------ TEXTO DE LA PÁGINA ------

A final de 2013 se le ocurrió poner en pie este proyecto, tan ilusionante y gratificante, de la nada. Hizo una convocatoria, se fue al colegio a captar voces blancas y, sin poner ninguna traba, en Navidad ya estaban dejando con la boca abierta a todos los vecinos y familiares que abarrotaron la iglesia del pueblo. El programa navideño salió de maravilla, más cuando las voces un poquitín toscas de los ensayos se vieron disminuidas en cuanto vieron delante a cientos de personas, obteniendo el matiz justo y logrando la candidez adecuada al programa. Parecían ángeles repartiendo lágrimas entre los oyentes.

------

*LO QUE HARÁS*:
1: Cambia "iglesia" por "ermita" al copiar del texto sobre el coro el pasaje que empieza en "A final de 2013" y llega hasta "entre los oyentes.".
2: Enumera las palabras con las que el texto sobre el coro nombra a quienes escucharon el concierto de Navidad.
3: Prosigue el texto sobre el coro a partir de su última oración.

------ EXTRACTO DE DATOS ------

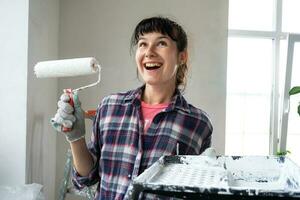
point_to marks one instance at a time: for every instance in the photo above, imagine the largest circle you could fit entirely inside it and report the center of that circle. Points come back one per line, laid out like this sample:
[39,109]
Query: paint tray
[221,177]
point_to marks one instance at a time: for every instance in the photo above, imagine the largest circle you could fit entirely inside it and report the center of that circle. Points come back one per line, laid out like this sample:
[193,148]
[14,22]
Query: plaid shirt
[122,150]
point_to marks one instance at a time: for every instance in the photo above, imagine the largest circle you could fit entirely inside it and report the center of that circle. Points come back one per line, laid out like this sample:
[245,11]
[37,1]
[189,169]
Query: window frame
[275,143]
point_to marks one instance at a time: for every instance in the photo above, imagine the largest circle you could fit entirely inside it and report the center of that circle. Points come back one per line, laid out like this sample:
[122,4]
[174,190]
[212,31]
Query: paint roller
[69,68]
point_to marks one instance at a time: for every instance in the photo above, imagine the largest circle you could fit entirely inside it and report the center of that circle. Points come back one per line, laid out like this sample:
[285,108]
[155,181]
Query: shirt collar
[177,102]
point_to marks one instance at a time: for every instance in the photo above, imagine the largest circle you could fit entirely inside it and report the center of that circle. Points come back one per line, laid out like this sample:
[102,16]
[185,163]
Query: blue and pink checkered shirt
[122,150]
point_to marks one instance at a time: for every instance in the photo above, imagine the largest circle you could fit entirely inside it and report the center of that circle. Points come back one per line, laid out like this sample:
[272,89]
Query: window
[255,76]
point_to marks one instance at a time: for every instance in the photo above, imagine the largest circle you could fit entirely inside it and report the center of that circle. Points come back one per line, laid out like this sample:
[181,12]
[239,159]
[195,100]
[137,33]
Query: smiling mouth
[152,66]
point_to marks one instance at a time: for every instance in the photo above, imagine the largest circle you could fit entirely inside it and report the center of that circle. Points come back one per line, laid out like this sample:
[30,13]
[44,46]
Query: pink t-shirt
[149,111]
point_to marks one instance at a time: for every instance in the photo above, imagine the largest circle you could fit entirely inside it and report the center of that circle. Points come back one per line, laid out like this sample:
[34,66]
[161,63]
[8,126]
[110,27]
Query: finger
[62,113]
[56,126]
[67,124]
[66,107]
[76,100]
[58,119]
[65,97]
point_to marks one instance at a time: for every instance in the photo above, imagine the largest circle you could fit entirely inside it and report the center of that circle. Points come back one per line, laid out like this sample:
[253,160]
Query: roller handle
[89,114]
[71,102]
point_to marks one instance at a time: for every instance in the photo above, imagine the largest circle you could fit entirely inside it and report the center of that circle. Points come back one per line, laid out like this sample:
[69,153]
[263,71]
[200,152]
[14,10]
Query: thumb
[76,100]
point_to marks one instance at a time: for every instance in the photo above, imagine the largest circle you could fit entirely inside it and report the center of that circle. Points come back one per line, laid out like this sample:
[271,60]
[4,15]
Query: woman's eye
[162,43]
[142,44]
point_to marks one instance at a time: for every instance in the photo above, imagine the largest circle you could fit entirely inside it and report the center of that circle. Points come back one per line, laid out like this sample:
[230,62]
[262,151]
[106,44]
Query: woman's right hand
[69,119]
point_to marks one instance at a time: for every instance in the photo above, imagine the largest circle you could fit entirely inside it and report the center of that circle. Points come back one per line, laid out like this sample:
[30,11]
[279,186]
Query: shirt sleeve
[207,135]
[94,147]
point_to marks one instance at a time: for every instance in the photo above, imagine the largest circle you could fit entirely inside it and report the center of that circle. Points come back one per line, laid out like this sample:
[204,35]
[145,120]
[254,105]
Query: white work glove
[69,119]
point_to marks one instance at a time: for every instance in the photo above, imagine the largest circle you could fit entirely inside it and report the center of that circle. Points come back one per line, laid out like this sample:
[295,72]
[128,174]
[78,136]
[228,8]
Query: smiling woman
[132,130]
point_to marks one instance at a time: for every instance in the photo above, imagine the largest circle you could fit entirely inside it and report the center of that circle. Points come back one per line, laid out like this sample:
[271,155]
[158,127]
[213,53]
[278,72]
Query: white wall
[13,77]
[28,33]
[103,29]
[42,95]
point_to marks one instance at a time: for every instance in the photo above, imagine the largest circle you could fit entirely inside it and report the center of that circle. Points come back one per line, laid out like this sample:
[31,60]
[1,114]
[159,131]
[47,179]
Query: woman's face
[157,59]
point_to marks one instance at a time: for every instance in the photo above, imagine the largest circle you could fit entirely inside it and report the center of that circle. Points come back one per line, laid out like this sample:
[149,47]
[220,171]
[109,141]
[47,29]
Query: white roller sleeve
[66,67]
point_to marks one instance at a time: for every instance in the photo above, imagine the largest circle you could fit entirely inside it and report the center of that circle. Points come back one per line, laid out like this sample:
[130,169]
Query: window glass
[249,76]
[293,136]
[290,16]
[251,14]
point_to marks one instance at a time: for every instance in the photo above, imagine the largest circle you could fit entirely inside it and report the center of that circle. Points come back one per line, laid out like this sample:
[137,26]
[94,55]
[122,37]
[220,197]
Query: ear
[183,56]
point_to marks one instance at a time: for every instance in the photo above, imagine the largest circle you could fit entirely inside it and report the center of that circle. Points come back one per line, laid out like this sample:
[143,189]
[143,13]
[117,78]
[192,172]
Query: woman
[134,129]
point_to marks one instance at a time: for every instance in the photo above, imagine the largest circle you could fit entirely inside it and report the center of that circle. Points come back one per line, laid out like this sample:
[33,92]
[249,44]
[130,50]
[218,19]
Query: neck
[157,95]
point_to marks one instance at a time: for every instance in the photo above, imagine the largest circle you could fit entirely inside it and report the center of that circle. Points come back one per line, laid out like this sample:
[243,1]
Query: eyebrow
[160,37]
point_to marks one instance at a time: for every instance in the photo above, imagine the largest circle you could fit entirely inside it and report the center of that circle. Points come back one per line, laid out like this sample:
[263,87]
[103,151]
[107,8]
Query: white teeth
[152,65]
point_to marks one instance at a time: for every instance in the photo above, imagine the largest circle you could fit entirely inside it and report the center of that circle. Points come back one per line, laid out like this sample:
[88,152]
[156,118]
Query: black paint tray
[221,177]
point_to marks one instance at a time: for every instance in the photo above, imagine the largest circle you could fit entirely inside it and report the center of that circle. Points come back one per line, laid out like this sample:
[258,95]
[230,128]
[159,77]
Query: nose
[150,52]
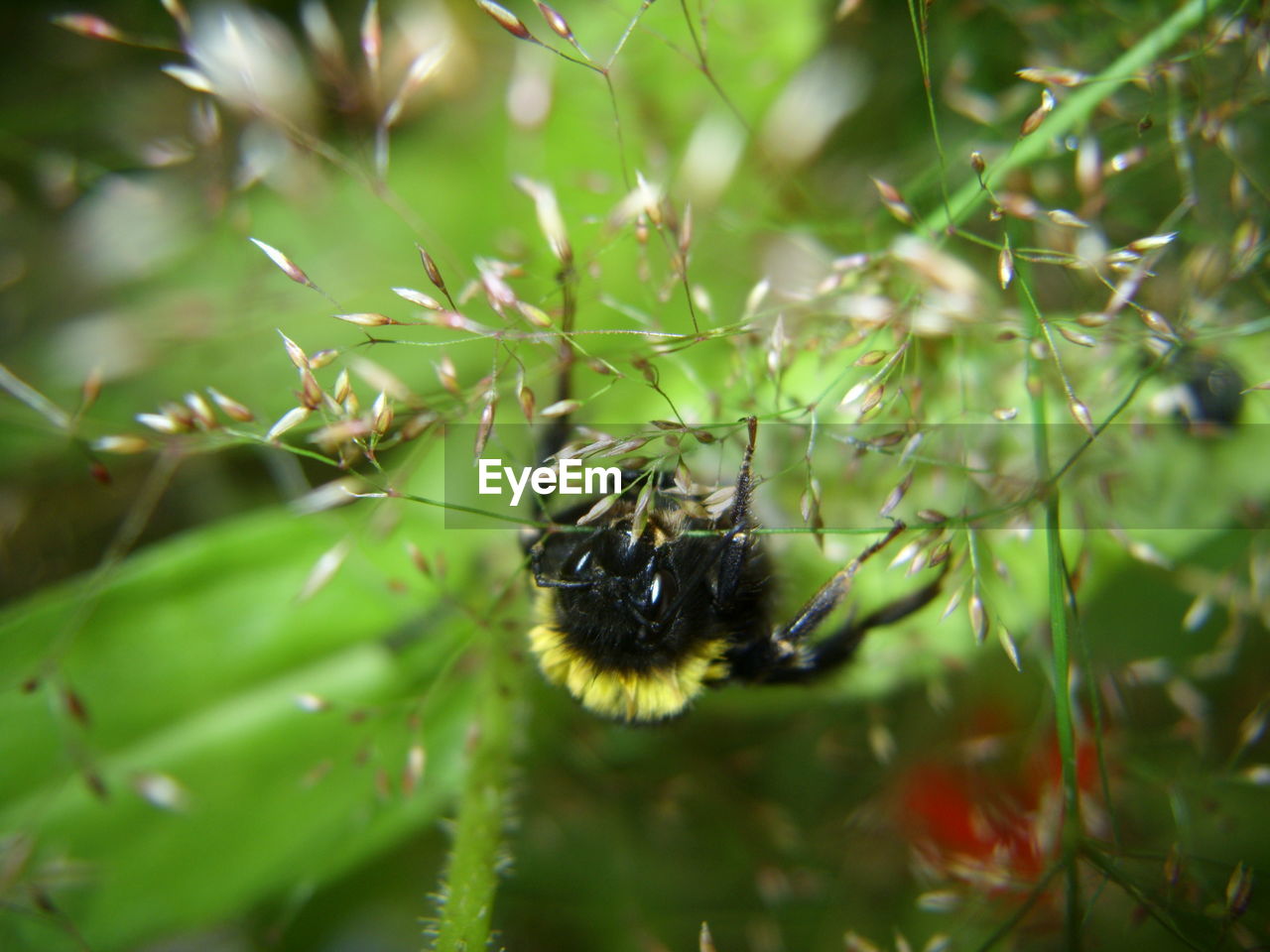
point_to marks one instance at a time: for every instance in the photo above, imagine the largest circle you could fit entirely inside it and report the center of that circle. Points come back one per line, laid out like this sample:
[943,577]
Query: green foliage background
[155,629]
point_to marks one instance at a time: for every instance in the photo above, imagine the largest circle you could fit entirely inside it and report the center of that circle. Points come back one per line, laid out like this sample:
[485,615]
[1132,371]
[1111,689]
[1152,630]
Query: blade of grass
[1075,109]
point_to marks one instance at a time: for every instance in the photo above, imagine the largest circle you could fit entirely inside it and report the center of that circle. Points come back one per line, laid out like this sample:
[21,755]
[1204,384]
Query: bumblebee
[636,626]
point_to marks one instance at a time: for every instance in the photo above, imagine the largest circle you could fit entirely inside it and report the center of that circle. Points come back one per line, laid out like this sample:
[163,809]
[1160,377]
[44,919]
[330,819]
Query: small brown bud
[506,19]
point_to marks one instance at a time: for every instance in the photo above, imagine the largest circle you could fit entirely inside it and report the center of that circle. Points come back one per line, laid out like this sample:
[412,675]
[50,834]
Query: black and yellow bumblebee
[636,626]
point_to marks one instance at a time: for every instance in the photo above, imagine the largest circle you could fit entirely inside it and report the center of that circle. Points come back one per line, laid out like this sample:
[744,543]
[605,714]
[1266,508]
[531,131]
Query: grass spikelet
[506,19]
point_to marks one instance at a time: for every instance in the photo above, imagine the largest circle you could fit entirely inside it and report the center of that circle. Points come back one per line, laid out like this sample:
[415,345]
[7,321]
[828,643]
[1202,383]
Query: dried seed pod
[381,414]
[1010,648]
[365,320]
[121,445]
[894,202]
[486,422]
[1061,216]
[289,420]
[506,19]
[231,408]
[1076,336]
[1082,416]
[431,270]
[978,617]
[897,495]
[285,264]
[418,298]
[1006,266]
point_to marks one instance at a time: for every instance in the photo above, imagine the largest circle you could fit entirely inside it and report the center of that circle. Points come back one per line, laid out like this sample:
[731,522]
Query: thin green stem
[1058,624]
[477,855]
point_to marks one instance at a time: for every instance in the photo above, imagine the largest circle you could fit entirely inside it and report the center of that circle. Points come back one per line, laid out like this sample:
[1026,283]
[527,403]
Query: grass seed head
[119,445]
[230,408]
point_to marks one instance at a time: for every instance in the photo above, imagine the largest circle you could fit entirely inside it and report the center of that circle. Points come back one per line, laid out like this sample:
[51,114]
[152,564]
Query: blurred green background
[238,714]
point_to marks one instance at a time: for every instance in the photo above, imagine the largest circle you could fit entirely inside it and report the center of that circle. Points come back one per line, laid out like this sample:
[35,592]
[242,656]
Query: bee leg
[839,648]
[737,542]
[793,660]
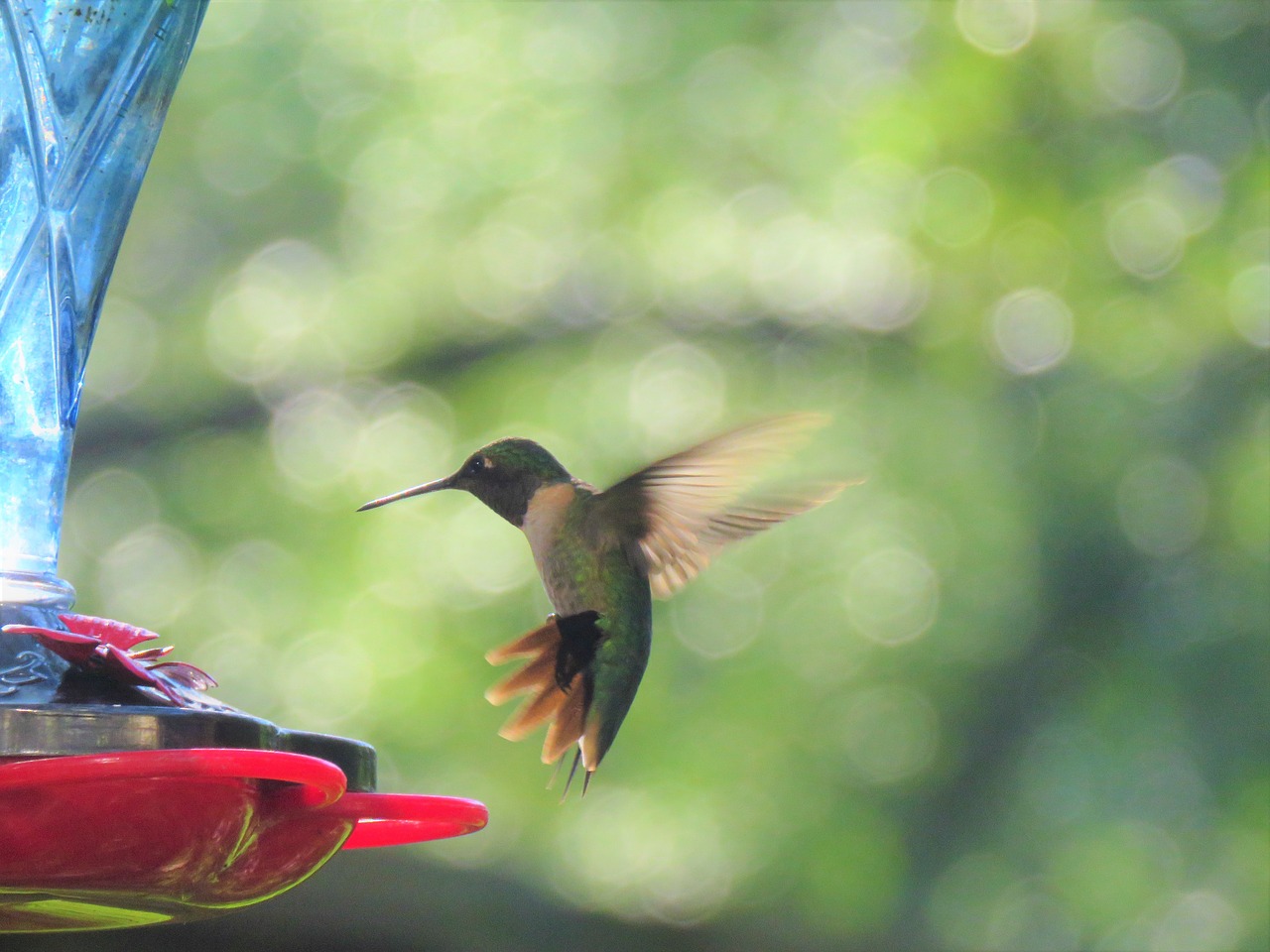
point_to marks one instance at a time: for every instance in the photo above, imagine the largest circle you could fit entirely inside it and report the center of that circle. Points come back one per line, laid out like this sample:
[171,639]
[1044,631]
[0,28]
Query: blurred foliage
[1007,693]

------

*RESPUESTAS POR TAREA*:
1:
A final de 2013 se le ocurrió poner en pie este proyecto, tan ilusionante y gratificante, de la nada. Hizo una convocatoria, se fue al colegio a captar voces blancas y, sin poner ninguna traba, en Navidad ya estaban dejando con la boca abierta a todos los vecinos y familiares que abarrotaron la ermita del pueblo. El programa navideño salió de maravilla, más cuando las voces un poquitín toscas de los ensayos se vieron disminuidas en cuanto vieron delante a cientos de personas, obteniendo el matiz justo y logrando la candidez adecuada al programa. Parecían ángeles repartiendo lágrimas entre los oyentes.

2: vecinos, familiares, personas, oyentes

3:
Pues bien, hoy, con motivo de la celebración del Día de Andalucía, que será el próximo 28, van a cantar las Canciones Españolas Antiguas, de Federico García Lorca, casi todas. Yo tengo en repertorio este conjunto de piezas desde ya ni me acuerdo y además, mi hija y yo las tenemos transcritas para violonchelo y piano, por lo que no me ha supuesto el más mínimo esfuerzo.
Es impresionante ver y oír a un grupo de niños y niñas, de entre seis y doce años, cantar unas canciones que resuenan en la memoria colectiva. Se lo han pasado en grande aprendiéndolas y sintiendo los ritmos y melodías que ellos, sin saber por qué, daban por conocidas.
Y ahí estoy yo, recibiendo sólo sonrisas y comentarios graciosos de unos niños llenos de vitalidad que, a la voz de ya (casi siempre) se transforman en cantores de lo más formales.
No llevan ni cuatro meses cantando y se les nota, con cada ensayo que pasa, el avance en la calidad sonora. Son esponjas y ya tienen como rutina los ejercicios de calentamiento. Hace una semana quisimos probar el límite de su tesitura y nos quedamos atónitos. El primer día no había forma de que superaran una octava y hoy han más que duplicado el registro. Da gusto, la verdad.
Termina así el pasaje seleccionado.